*** Opening of EXERCISE DATA ***

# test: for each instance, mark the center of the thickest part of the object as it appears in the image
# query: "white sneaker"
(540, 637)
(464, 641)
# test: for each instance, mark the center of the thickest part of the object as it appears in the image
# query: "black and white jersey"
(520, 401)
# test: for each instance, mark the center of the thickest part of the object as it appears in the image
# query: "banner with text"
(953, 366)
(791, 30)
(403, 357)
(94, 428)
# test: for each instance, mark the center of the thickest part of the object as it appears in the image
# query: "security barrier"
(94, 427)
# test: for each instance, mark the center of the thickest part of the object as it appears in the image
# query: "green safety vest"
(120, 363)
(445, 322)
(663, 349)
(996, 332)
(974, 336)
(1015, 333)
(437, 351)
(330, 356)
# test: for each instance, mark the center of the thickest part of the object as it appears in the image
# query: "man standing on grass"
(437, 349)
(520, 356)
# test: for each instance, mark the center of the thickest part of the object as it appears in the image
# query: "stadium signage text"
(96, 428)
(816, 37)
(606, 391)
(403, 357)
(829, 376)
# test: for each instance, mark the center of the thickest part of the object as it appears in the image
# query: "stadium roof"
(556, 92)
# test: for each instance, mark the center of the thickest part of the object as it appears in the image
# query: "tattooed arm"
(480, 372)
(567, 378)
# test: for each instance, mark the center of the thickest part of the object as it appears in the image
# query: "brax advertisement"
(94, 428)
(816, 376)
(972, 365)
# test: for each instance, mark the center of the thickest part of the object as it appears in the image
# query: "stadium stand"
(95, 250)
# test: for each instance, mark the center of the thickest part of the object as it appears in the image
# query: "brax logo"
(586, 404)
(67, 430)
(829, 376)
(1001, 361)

*** Close of EXERCISE DATA ***

== PROBLEM DETAILS ==
Go through the entries above and reproduce each one exactly.

== COMPLETED TASK ==
# test: for each instance, mark the center of the thickest part of the object as it appears in the image
# query: "white sneaker"
(540, 637)
(464, 641)
# test: for each instance, mark the center of the thickest part of the object as it appears in the image
# query: "black and white jersey"
(520, 401)
# test: for each instance, mark the center of the thickest part of the object as it appears in the image
# query: "banner with text"
(953, 366)
(791, 30)
(403, 357)
(94, 428)
# test: for each instance, mark the center of the thickest part of the object as it appears in the image
# query: "security barrier"
(94, 427)
# test: for each instance, mark the center of the thickest part of the object as it appears in the image
# query: "green safety vest"
(120, 363)
(445, 322)
(663, 349)
(996, 332)
(974, 336)
(1015, 333)
(437, 351)
(330, 356)
# test: for each instance, mark the center of the thickest part of the object as it appears in the image
# query: "man standing on grass"
(437, 349)
(520, 356)
# test: for each instance, mark the center of the thickest part of the object as it appears in the image
# query: "stadium signage text"
(96, 428)
(816, 37)
(606, 391)
(403, 357)
(829, 376)
# test: for each instance, mark the center of the thickest part of the object as it appears in the image
# query: "stadium roof"
(556, 92)
# test: for each instance, mark the center of the thickest part of the object as it appears in the image
# query: "tattooed arm"
(480, 372)
(567, 378)
# test: for each instance, mark the center of the thickest part of the object as it appears in the image
# query: "brax advertisement"
(94, 428)
(816, 376)
(972, 365)
# test: for each instance, mark the center of the thickest part of the object as it appears in the image
# query: "stadium stand"
(95, 250)
# test: for each instance, mark the center of the thickest part of the object as it appears in the image
# query: "brax logo"
(586, 404)
(67, 430)
(829, 376)
(1001, 361)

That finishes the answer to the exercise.